- [Task details]:
The listing below is to be output in its exact form.

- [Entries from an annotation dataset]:
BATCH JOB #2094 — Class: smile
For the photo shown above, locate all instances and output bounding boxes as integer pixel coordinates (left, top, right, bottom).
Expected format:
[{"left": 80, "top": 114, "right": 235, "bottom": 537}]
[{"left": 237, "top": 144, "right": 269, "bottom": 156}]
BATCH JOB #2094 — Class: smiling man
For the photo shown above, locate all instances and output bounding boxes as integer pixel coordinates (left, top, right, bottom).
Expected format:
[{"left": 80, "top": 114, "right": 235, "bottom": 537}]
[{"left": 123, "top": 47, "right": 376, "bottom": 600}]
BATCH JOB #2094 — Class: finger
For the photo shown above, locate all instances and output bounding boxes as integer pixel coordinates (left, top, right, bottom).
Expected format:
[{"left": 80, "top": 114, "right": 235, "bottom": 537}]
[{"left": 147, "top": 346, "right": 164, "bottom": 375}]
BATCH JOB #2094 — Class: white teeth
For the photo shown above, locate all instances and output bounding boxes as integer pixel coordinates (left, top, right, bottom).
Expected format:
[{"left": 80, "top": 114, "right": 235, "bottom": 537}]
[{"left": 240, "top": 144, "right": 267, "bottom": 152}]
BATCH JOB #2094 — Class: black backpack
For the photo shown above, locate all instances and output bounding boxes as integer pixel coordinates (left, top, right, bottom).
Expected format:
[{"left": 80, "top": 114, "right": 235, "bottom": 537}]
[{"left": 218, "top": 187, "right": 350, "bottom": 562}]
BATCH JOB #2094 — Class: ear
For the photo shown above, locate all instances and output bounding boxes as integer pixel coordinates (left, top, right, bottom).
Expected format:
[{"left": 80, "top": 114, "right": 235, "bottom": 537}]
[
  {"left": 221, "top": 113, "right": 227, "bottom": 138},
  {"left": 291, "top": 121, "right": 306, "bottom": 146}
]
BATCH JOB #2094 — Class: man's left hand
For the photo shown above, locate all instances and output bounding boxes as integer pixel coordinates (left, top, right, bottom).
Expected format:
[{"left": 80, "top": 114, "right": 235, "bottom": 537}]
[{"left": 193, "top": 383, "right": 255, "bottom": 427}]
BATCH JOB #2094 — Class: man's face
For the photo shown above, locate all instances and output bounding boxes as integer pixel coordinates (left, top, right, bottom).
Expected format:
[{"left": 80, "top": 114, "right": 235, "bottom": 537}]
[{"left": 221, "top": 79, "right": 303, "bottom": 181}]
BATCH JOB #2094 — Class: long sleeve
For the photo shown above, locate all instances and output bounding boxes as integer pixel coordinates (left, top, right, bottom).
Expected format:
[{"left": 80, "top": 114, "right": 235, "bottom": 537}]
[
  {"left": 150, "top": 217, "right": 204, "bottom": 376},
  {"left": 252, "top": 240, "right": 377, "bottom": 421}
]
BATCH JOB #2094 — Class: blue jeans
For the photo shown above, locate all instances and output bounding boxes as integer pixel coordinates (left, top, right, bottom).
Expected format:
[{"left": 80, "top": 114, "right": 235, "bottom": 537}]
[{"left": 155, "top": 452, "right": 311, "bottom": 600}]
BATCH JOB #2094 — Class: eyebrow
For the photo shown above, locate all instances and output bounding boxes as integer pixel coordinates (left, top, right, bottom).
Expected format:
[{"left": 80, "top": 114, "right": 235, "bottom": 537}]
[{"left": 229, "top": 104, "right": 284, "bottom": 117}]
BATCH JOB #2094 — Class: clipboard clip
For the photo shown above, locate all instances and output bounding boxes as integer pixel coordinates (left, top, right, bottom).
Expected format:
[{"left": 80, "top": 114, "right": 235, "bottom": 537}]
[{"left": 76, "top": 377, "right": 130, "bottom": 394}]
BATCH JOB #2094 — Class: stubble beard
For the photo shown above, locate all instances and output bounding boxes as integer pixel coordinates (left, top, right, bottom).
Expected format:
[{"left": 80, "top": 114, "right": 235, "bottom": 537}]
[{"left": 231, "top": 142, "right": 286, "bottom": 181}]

- [Complete output]:
BATCH JOB #2094 — Class: smile
For the photo shown above, locate all instances and output bounding boxes as integer pixel coordinates (left, top, right, bottom).
Expected format:
[{"left": 80, "top": 114, "right": 235, "bottom": 537}]
[{"left": 237, "top": 144, "right": 269, "bottom": 156}]
BATCH JOB #2094 — Class: smiling man
For the photo shown above, locate all instances and output bounding boxes as integer pixel coordinates (left, top, right, bottom).
Expected format:
[{"left": 80, "top": 114, "right": 235, "bottom": 537}]
[{"left": 123, "top": 47, "right": 376, "bottom": 600}]
BATCH JOB #2094 — Class: finger
For the photo shown above, locate all instances and output bounding boxes as integer pixel coordinates (left, top, right, bottom).
Expected format:
[{"left": 80, "top": 114, "right": 235, "bottom": 537}]
[{"left": 147, "top": 346, "right": 164, "bottom": 375}]
BATCH JOB #2094 — Class: white teeth
For the photo shown above, locate all instances and output bounding boxes as integer pixel coordinates (left, top, right, bottom).
Expected format:
[{"left": 80, "top": 114, "right": 235, "bottom": 537}]
[{"left": 240, "top": 144, "right": 267, "bottom": 152}]
BATCH JOB #2094 — Class: black backpack
For the photo shown above, locate all instances and output bounding boxes as integer pixel coordinates (left, top, right, bottom).
Expected format:
[{"left": 80, "top": 114, "right": 235, "bottom": 537}]
[{"left": 218, "top": 187, "right": 350, "bottom": 562}]
BATCH JOB #2094 — Class: ear
For the photo shown above, locate all instances and output bounding boxes as integer pixel coordinates (left, top, right, bottom).
Expected format:
[{"left": 80, "top": 114, "right": 235, "bottom": 537}]
[
  {"left": 221, "top": 113, "right": 227, "bottom": 138},
  {"left": 291, "top": 121, "right": 306, "bottom": 146}
]
BATCH JOB #2094 — Class: man's left hand
For the photo shown above, locate all instances and output bounding boxes as integer pixel coordinates (left, top, right, bottom).
Expected format:
[{"left": 80, "top": 114, "right": 235, "bottom": 537}]
[{"left": 193, "top": 383, "right": 255, "bottom": 427}]
BATCH JOB #2094 — Class: man's face
For the photo shown above, locate all instances and output bounding boxes as integer pixel coordinates (left, top, right, bottom).
Expected format:
[{"left": 80, "top": 114, "right": 235, "bottom": 537}]
[{"left": 221, "top": 79, "right": 303, "bottom": 181}]
BATCH JOB #2094 — Class: long sleeve
For the photo shown above, locate all instances and output bounding boxes as integer pixel coordinates (left, top, right, bottom).
Expected format:
[{"left": 80, "top": 114, "right": 235, "bottom": 537}]
[
  {"left": 150, "top": 217, "right": 204, "bottom": 376},
  {"left": 252, "top": 240, "right": 377, "bottom": 421}
]
BATCH JOB #2094 — Class: blue jeans
For the photo shown above, locate all instances and output bounding boxes as integer pixel coordinates (left, top, right, bottom).
Expected format:
[{"left": 80, "top": 114, "right": 235, "bottom": 537}]
[{"left": 155, "top": 452, "right": 311, "bottom": 600}]
BATCH JOB #2094 — Class: eyebrow
For the photo shown above, locate all instances and output bounding boxes as integer pixel coordinates (left, top, right, bottom).
Expected format:
[{"left": 80, "top": 114, "right": 235, "bottom": 537}]
[{"left": 229, "top": 104, "right": 284, "bottom": 117}]
BATCH JOB #2094 — Class: clipboard clip
For the photo shown above, locate all instances and output bounding boxes as integer pixel coordinates (left, top, right, bottom).
Expected format:
[{"left": 80, "top": 114, "right": 235, "bottom": 537}]
[{"left": 76, "top": 377, "right": 130, "bottom": 394}]
BATCH JOB #2094 — Class: stubble beard
For the photo shown above, locate all instances and output bounding boxes as integer pixel coordinates (left, top, right, bottom).
Expected format:
[{"left": 80, "top": 114, "right": 235, "bottom": 537}]
[{"left": 231, "top": 142, "right": 286, "bottom": 181}]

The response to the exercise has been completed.